* Data shown
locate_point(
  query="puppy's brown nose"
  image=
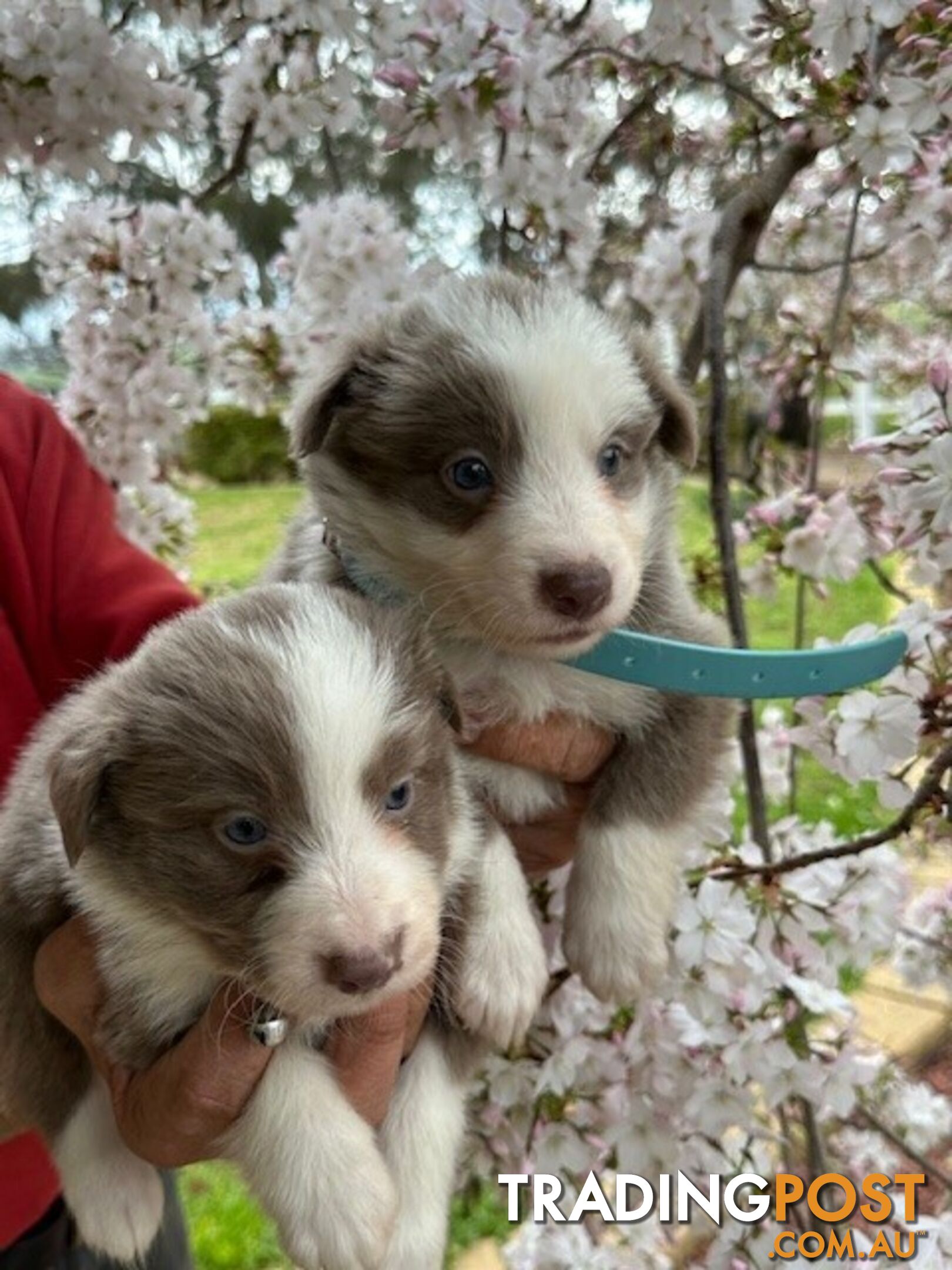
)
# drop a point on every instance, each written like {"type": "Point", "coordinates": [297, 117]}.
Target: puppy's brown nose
{"type": "Point", "coordinates": [576, 591]}
{"type": "Point", "coordinates": [365, 970]}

* Your objective
Can you write out every line of the records above again, requests included, raising each coordinate in the answer points by 87? Leave the pictures out.

* Output for this exercise
locate_point(
  query="puppy's brown nose"
  image=
)
# drop a point on every instance, each written like {"type": "Point", "coordinates": [297, 117]}.
Target: puppy's brown nose
{"type": "Point", "coordinates": [663, 678]}
{"type": "Point", "coordinates": [452, 1057]}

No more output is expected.